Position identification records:
....
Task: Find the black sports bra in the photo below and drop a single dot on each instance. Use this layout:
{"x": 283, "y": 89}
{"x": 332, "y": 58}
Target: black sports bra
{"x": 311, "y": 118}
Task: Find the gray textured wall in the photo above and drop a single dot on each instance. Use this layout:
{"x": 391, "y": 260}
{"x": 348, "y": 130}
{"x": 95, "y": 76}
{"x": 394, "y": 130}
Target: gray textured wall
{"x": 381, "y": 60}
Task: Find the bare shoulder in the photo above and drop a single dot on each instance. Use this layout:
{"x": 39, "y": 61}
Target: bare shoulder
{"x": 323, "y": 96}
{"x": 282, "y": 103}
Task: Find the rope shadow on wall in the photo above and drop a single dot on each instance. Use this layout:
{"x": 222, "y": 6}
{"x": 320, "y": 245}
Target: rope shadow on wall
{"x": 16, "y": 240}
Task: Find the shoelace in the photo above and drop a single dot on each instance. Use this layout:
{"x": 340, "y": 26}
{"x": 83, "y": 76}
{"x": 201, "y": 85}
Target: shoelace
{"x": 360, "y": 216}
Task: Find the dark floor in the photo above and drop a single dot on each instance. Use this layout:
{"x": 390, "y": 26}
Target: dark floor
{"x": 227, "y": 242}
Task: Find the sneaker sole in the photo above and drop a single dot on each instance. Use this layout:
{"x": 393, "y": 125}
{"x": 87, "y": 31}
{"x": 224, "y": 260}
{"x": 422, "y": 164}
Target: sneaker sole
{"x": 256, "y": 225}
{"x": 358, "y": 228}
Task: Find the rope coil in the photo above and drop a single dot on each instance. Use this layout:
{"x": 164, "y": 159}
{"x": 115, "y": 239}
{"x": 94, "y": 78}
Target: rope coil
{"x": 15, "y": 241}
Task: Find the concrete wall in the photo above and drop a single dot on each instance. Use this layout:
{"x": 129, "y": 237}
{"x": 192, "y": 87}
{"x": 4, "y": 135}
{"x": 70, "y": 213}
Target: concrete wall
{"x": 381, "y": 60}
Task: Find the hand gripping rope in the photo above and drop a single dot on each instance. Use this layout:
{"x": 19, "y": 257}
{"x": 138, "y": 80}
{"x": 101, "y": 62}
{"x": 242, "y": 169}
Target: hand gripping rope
....
REQUIREMENT –
Rewrite everything from the line containing "Task: Find the sneaker" down to the end of the records, requests included, and scale each answer coordinate given after a "Target:" line by 2.1, rounding to whole numbers with halves rounded up. Leave the coordinates in the requests and their layout samples unchanged.

ANSWER TO THIS PROBLEM –
Task: Find the sneaker sole in the photo above and drop a single dot on each instance. Use this layout:
{"x": 393, "y": 125}
{"x": 87, "y": 31}
{"x": 224, "y": 260}
{"x": 422, "y": 164}
Target: sneaker sole
{"x": 538, "y": 473}
{"x": 752, "y": 479}
Task: Find the rope coil in the photo above and drop a single dot on each instance. Use this layout:
{"x": 164, "y": 159}
{"x": 115, "y": 239}
{"x": 94, "y": 78}
Target: rope coil
{"x": 32, "y": 506}
Task: Find the concrete wall in the photo above and drop a single dot on each instance. Use this layout:
{"x": 129, "y": 237}
{"x": 192, "y": 87}
{"x": 4, "y": 135}
{"x": 70, "y": 213}
Target: concrete wall
{"x": 800, "y": 126}
Task: Find the hand gripping rope in the photo above and drop a single dot on each instance. Use this layout:
{"x": 19, "y": 257}
{"x": 138, "y": 80}
{"x": 101, "y": 62}
{"x": 242, "y": 169}
Target: hand gripping rope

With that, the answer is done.